╭─ Provided material

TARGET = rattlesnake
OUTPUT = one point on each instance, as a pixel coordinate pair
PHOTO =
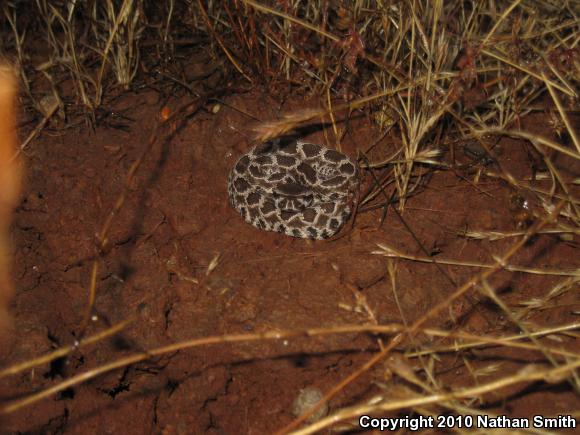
(293, 187)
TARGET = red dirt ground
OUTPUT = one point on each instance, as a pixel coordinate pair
(177, 219)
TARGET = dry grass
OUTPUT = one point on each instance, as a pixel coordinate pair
(431, 71)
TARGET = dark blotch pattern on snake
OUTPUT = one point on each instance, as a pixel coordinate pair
(296, 188)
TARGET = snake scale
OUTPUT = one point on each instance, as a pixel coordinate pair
(292, 187)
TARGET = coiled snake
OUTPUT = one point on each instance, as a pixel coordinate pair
(296, 188)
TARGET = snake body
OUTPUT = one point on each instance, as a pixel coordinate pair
(296, 188)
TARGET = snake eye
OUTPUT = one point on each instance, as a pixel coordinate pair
(327, 172)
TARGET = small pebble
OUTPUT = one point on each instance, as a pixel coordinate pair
(305, 400)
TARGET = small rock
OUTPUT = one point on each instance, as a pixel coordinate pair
(306, 398)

╰─

Your task –
Show, from the records above, every line that includes "small".

Solution to the exercise –
TARGET = small pebble
TARGET = small rock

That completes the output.